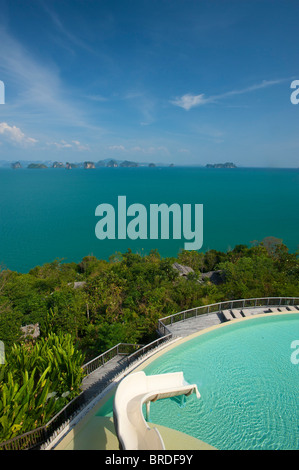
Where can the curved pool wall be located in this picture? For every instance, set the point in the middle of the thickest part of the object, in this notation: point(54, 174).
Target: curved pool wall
point(249, 386)
point(103, 407)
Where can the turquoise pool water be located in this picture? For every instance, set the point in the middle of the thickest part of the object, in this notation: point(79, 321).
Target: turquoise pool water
point(248, 384)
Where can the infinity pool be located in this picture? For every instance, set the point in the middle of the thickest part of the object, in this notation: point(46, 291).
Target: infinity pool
point(248, 384)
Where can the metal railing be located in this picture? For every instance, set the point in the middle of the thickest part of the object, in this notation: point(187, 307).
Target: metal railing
point(43, 434)
point(121, 349)
point(39, 436)
point(218, 307)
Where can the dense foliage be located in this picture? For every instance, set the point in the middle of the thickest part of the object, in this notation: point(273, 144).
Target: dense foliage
point(86, 308)
point(36, 381)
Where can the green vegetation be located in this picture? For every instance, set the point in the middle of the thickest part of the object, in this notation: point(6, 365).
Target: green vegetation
point(84, 309)
point(36, 381)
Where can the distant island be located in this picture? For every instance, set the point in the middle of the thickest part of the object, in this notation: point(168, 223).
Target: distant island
point(36, 166)
point(16, 165)
point(221, 165)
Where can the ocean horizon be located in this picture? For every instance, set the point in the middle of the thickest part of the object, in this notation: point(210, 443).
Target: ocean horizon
point(48, 214)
========
Reproduce all of the lines above verbatim, leaving out the pictures.

Where can the curved pool wall be located in this picture? For every instance, set the point in the middle of the thickest part of the object, in this notation: point(54, 174).
Target: curved pool wall
point(249, 386)
point(103, 407)
Where can the turquoise pool water be located in this picture? For every instance, set the point in the middle of the thickest part of the object, in this notation: point(79, 321).
Target: turquoise pool water
point(248, 384)
Where can the infinity pool be located in this picture? For every instance, set the point in the middle of the thickest part of the object, in this notation: point(46, 291).
Target: infinity pool
point(248, 384)
Where can the metal railing be located in this picture? For every instance, set the point in the middle of the thickest part of the object, in this notation: point(187, 307).
Target: metal railing
point(43, 434)
point(121, 349)
point(39, 436)
point(218, 307)
Where can the dense foliage be located in this picture? For every instance, set the point in the middle of the thickest part of the object, in this notation: point(273, 144).
Target: dense foliage
point(86, 308)
point(36, 381)
Where can the green vegetation be located in this picture? For every instance, set the point in the middle of the thickest part of the object, in this notation: point(6, 365).
Target: green vegetation
point(84, 309)
point(36, 381)
Where can the distant island be located in this picture? For every instance, set the point in the middle of the thickest part of the object, in this notation: point(168, 223).
Target: distant island
point(36, 166)
point(16, 165)
point(221, 165)
Where can the ocean horizon be located in this picture? For every instance, set the point in the middle of the thickest part of the object, in this notation: point(210, 443).
Target: ocean horizon
point(48, 214)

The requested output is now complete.